> _What is being asked_
Scan the data. Collect each line that contains the word "below".

> _Records from a data source_
● ● ● ● ●
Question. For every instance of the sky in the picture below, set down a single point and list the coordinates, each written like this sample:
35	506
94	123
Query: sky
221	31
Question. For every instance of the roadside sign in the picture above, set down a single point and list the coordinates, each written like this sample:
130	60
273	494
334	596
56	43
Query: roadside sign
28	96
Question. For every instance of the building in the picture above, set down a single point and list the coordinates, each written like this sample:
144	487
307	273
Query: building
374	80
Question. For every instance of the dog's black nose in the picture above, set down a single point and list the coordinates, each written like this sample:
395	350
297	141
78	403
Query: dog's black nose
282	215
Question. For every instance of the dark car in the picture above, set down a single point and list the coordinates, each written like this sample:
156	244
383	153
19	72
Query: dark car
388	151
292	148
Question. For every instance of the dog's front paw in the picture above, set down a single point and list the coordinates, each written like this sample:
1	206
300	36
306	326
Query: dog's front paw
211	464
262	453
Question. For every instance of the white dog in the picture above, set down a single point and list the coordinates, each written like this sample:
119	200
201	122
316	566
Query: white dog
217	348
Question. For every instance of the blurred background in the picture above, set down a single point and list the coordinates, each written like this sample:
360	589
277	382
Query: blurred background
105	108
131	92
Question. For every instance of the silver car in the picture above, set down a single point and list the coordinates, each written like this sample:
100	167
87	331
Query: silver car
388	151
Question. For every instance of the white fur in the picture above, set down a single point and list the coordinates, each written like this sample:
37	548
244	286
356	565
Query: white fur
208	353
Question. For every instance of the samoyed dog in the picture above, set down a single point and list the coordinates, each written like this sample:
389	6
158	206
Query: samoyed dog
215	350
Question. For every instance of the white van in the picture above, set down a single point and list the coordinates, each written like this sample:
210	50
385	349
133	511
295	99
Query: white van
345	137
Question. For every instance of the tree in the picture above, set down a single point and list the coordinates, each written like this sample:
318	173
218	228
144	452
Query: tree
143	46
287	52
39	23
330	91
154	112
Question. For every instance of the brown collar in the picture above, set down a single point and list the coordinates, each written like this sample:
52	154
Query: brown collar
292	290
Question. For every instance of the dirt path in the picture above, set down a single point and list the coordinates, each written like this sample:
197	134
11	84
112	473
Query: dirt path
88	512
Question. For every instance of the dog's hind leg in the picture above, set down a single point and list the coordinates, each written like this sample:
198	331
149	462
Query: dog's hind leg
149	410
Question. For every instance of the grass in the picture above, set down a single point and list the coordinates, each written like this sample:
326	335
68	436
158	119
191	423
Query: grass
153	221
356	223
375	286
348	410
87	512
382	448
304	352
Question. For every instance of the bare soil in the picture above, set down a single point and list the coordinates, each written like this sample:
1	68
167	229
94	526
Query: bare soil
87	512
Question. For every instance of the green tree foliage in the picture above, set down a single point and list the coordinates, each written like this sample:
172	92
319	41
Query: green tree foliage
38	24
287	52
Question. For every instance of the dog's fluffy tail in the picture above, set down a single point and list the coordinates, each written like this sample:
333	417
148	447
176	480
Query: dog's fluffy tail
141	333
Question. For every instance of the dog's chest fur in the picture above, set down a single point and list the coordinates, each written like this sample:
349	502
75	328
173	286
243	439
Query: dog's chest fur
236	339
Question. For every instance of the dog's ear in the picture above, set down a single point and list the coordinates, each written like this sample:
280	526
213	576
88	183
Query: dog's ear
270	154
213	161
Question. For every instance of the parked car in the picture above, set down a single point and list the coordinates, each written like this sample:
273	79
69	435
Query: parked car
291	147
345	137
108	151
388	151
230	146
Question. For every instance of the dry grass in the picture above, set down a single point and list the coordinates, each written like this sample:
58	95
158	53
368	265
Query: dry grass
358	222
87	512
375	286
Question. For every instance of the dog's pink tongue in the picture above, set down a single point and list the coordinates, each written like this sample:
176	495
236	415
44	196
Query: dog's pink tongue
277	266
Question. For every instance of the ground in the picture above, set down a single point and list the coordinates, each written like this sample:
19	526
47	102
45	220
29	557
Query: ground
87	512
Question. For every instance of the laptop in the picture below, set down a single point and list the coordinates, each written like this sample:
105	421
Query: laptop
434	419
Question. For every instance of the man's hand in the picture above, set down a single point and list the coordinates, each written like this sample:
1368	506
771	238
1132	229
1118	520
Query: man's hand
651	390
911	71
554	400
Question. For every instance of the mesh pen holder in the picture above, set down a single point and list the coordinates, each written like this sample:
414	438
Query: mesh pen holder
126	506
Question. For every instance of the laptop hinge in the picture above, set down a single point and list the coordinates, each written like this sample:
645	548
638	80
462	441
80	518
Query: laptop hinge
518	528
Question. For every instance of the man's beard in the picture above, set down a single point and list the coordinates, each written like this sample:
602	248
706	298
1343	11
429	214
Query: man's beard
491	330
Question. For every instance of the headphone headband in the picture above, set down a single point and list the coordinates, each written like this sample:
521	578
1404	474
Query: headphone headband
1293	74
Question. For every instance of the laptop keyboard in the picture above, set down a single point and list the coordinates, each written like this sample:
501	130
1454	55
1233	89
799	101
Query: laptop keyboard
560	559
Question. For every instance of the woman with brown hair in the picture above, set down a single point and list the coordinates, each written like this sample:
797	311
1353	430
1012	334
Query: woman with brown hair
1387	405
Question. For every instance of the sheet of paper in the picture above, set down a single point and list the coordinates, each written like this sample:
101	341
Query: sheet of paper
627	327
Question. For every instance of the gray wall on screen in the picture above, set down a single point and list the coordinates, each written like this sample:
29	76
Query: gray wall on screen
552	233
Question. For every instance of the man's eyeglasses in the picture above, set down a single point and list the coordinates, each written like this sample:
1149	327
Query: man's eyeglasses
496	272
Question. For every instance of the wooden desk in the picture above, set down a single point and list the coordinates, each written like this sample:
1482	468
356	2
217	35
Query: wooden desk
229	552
● ● ● ● ●
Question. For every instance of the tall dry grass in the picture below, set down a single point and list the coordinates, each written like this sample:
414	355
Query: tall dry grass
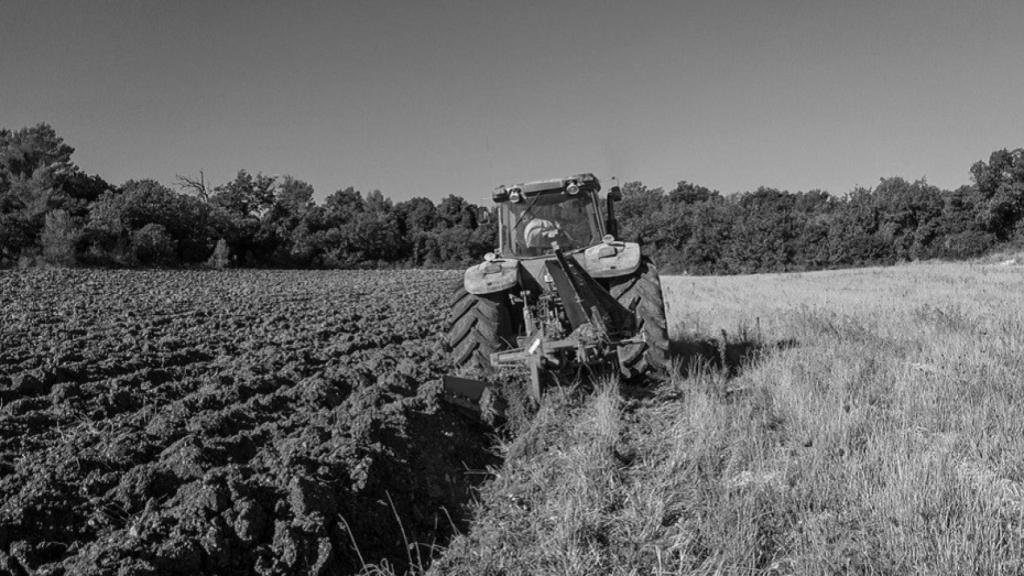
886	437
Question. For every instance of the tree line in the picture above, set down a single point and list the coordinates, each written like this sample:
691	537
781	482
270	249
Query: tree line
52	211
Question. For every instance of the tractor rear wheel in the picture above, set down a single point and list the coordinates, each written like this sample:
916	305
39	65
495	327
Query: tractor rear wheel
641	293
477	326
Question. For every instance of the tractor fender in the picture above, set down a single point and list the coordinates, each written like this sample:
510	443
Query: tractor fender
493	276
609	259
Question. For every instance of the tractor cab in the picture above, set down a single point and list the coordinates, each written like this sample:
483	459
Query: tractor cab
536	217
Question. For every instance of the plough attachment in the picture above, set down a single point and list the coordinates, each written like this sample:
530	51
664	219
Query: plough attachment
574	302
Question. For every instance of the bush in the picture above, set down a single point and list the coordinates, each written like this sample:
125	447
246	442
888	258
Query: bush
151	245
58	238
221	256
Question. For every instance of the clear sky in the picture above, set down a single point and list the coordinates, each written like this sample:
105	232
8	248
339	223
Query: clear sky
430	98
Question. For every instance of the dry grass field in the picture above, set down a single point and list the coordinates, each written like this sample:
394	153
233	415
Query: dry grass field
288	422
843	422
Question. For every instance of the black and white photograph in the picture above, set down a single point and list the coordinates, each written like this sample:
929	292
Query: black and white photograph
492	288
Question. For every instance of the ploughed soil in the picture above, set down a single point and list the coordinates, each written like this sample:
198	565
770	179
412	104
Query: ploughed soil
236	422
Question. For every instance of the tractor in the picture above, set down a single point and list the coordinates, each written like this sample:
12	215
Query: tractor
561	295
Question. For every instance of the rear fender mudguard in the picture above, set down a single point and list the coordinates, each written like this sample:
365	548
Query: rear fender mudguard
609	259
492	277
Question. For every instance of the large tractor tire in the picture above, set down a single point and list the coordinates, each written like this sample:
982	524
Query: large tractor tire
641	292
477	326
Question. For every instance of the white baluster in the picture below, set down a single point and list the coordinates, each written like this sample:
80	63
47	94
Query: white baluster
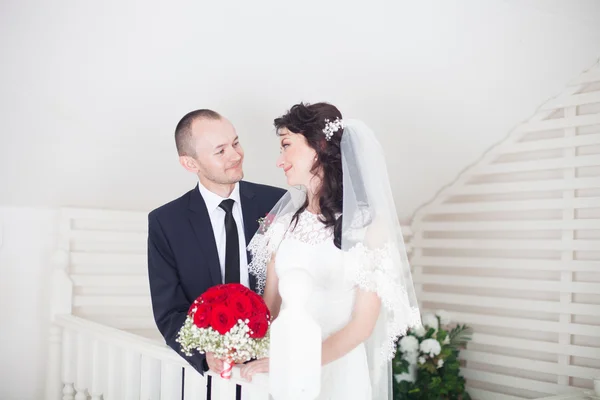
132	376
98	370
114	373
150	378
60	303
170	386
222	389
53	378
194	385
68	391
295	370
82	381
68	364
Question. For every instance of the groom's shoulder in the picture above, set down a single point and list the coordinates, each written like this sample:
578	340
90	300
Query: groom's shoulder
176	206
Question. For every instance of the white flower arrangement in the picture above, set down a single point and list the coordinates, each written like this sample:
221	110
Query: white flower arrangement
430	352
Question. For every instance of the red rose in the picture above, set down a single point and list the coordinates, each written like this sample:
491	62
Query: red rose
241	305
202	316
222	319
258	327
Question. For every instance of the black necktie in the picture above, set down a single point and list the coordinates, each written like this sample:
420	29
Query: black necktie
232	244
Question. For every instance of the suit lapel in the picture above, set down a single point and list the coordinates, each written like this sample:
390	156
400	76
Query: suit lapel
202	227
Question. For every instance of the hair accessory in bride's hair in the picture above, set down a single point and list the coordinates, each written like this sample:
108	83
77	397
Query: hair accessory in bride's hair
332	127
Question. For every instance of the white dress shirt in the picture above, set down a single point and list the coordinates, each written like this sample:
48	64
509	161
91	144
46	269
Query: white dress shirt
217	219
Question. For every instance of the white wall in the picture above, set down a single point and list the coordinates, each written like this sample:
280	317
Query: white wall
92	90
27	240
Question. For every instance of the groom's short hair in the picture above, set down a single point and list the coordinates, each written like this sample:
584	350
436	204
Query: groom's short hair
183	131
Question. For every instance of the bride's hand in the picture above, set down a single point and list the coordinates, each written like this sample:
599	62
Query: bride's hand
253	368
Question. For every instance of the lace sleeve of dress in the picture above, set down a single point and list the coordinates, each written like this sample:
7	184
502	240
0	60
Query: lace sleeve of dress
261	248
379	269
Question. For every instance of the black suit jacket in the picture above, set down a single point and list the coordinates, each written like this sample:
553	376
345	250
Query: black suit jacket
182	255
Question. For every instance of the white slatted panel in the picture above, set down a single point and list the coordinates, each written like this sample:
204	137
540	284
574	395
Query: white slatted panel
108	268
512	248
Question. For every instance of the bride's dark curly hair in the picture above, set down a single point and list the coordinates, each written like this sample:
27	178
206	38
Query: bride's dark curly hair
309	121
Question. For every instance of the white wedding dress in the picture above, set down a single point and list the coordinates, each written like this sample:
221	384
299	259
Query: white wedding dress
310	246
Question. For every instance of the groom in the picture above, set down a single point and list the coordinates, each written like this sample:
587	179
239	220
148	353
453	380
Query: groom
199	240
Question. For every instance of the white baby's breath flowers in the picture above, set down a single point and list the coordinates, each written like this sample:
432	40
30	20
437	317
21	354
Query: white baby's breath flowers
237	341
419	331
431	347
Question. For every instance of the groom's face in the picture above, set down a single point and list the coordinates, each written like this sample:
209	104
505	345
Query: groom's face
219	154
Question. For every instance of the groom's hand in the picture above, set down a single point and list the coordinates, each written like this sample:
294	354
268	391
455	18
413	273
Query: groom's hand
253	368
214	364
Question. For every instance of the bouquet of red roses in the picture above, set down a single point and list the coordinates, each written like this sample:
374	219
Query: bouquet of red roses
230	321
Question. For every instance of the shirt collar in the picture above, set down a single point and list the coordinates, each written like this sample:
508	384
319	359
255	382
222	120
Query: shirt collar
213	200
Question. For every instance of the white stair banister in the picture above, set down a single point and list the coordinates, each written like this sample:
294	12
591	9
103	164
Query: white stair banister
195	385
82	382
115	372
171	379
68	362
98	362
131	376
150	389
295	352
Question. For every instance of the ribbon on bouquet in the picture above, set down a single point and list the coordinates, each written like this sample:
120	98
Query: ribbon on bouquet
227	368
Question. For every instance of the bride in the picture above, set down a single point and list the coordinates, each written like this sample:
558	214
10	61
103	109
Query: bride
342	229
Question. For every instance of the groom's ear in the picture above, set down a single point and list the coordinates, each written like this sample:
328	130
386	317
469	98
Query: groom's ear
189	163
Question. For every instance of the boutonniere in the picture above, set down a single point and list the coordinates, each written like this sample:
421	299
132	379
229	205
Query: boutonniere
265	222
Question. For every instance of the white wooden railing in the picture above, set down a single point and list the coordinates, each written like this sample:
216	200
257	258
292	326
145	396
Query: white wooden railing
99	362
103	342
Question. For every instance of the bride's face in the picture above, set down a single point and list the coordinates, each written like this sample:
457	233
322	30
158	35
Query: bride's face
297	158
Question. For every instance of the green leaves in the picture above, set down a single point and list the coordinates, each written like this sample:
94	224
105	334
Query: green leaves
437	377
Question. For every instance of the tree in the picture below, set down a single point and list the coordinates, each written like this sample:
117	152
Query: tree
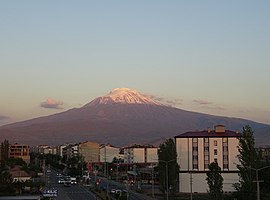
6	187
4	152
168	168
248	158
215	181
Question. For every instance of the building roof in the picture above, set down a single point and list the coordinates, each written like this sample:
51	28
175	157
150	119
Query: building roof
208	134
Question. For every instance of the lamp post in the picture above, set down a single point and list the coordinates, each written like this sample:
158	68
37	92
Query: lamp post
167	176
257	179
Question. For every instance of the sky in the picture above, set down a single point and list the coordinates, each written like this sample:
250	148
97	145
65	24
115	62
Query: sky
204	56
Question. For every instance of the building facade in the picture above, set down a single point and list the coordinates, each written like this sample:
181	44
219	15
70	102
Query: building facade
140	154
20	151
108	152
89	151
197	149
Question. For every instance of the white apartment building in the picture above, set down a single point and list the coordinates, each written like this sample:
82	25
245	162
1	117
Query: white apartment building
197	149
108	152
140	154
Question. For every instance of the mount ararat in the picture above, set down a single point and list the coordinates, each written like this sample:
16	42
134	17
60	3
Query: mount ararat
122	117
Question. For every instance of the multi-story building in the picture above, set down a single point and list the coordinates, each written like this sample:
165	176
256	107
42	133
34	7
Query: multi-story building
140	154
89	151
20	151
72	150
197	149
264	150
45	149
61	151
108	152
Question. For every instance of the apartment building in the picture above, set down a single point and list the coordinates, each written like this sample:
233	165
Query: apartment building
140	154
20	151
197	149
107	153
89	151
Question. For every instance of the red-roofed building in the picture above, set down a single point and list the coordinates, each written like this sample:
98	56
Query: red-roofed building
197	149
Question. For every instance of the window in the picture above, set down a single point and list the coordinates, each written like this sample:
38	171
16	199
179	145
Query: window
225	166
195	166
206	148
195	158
● ● ● ● ●
> _Your response_
Question. For every instance of the sky in the picture below, set down a single point and list the coordinates, each written like this sample:
Question. For every instance of the laptop in the picture below, set down a single point and list the coordinates, each written like this sample:
Question. For every instance of the tall dry grass in the picture below, set down a single point and list the coordinates, each written like this sample:
Question. For every instance of the white baluster in the picture below, set down a single point and list the coordinates, each written like this sample:
Question. For every instance of the tree in the picture below, set down a single point and list the coordinates, each written like this sample:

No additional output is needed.